## Exercise goal
Select the lines of the records containing the word "dishwasher" and list them.
[Opening Data for processing section]
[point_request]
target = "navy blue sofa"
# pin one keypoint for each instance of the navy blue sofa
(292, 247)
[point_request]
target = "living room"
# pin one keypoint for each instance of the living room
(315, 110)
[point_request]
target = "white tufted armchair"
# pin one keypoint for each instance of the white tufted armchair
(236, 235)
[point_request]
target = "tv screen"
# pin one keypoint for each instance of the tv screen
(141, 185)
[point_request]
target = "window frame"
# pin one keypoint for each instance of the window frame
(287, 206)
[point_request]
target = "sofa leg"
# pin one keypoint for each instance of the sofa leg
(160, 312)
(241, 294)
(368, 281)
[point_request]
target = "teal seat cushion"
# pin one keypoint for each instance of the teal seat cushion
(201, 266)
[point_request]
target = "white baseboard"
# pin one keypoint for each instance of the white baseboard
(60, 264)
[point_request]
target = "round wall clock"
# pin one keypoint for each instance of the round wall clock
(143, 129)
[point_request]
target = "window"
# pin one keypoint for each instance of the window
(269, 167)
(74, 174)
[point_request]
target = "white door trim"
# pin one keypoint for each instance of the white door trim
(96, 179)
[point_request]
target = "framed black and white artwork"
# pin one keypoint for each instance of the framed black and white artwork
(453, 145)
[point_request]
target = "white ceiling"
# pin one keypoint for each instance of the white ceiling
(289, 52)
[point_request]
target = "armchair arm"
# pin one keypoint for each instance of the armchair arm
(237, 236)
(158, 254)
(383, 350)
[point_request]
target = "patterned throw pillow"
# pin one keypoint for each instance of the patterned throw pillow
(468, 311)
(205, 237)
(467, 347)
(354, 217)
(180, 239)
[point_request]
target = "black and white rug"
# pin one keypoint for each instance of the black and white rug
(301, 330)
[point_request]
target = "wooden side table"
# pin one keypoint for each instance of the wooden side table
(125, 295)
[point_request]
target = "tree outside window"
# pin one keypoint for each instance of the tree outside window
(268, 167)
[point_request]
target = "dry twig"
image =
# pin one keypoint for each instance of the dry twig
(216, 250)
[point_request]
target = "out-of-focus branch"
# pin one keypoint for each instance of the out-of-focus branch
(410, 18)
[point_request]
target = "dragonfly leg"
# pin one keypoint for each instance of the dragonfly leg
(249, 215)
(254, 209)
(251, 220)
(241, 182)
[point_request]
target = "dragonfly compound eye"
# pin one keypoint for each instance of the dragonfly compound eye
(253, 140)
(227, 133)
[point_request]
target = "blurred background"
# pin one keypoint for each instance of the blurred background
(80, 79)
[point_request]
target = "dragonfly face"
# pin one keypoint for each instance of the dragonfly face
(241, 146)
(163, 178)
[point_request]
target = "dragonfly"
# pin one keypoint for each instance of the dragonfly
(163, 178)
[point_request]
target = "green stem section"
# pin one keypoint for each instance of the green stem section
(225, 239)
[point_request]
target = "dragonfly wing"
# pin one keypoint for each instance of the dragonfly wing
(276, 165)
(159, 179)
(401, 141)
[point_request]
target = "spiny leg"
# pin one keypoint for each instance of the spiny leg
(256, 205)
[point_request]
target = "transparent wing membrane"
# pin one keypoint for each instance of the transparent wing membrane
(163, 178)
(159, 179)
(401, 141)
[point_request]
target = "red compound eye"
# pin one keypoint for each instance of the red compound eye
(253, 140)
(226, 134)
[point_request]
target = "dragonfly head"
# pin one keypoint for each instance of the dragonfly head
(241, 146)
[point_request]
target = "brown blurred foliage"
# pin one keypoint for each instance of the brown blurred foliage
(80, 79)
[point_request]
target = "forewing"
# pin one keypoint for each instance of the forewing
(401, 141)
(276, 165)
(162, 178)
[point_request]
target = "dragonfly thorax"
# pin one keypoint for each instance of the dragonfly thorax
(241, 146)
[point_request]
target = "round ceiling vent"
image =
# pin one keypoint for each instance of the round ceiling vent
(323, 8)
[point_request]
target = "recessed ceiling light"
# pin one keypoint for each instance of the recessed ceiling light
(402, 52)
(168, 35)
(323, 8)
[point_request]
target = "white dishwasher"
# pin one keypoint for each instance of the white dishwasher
[Closing Data for processing section]
## Result of the task
target = "white dishwasher"
# pin one keypoint for each instance of the white dishwasher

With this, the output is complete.